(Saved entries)
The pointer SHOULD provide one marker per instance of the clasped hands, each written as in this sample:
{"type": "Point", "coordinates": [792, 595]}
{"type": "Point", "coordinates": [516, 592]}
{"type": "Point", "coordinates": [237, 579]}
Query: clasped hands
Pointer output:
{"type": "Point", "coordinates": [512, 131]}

*Problem requirements*: Reproduce every line of the material above, the request included. Multiply the coordinates in each pointer output by 0.35 and round them to whole numbers, with halves rounding up. The sample coordinates in the request stay unchanged.

*Answer to the problem*:
The pointer SHOULD provide one marker per instance of the clasped hands, each written as in this sample:
{"type": "Point", "coordinates": [792, 595]}
{"type": "Point", "coordinates": [516, 592]}
{"type": "Point", "coordinates": [237, 579]}
Query: clasped hands
Pointer output:
{"type": "Point", "coordinates": [179, 46]}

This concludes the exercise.